Where the listing below has a line with "pixel 325 802", write out exactly that line and every line after it, stopping after the line with "pixel 715 763".

--------

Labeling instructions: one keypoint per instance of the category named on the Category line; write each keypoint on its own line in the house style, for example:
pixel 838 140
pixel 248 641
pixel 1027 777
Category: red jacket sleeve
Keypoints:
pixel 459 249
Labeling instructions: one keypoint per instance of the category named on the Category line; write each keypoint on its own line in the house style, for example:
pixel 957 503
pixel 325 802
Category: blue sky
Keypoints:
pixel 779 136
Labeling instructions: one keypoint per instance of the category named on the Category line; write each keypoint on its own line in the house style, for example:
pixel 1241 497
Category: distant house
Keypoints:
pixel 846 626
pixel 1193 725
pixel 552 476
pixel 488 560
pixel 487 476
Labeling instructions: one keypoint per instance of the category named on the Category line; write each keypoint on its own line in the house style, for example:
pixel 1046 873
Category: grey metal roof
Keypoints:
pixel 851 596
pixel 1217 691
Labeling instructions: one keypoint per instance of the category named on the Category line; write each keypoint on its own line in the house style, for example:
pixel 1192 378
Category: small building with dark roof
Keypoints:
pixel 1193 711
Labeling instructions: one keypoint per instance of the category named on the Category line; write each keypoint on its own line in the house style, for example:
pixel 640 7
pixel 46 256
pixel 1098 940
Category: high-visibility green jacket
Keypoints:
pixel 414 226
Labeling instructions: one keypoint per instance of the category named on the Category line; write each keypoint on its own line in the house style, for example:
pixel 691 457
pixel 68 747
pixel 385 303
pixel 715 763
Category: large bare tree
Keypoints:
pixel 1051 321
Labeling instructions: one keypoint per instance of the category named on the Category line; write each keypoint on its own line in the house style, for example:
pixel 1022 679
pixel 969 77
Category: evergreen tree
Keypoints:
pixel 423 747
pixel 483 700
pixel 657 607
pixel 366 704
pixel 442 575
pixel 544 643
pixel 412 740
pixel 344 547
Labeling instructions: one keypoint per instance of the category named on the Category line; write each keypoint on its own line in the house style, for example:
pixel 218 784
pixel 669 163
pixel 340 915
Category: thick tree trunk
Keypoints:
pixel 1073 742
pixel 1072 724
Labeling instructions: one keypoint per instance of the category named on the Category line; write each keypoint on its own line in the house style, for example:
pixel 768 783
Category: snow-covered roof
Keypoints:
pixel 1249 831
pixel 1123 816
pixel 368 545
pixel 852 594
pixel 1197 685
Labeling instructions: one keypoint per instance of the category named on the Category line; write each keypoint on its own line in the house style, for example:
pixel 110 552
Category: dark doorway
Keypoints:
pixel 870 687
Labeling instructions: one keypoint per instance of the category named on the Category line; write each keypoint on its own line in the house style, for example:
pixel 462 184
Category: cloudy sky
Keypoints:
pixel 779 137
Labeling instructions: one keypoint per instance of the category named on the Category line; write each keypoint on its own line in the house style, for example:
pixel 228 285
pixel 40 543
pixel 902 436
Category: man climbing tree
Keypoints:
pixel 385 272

--------

Output below:
pixel 325 802
Category: blue sky
Keypoints:
pixel 779 136
Labeling instructions: one keypoint per instance of the category named on the Category line; write each keypoint on its own line in the house style, for example:
pixel 1241 497
Category: distant house
Keypoints:
pixel 846 626
pixel 1193 725
pixel 552 476
pixel 488 560
pixel 487 476
Labeling instructions: one keypoint per instance of the category named on the Category line; write each keypoint on its own line in the house style, for example:
pixel 1046 873
Category: grey metal roof
Keypoints:
pixel 851 596
pixel 1217 691
Labeling instructions: one keypoint per instance of the category named on the Category line; write each keypoint on its own line in the house style, for example:
pixel 1192 378
Category: small building with dark roof
Keypoints:
pixel 1193 711
Labeling instructions: one keypoint per instance of the category named on the Category line; write each keypoint on its own line in the house style, for example:
pixel 640 7
pixel 46 256
pixel 1098 940
Category: high-visibility green jacket
Keypoints:
pixel 414 226
Labeling instructions: one keypoint per instance of the category named on the Category line; write each keypoint on its own line in the house style, for example:
pixel 691 457
pixel 68 747
pixel 385 303
pixel 715 763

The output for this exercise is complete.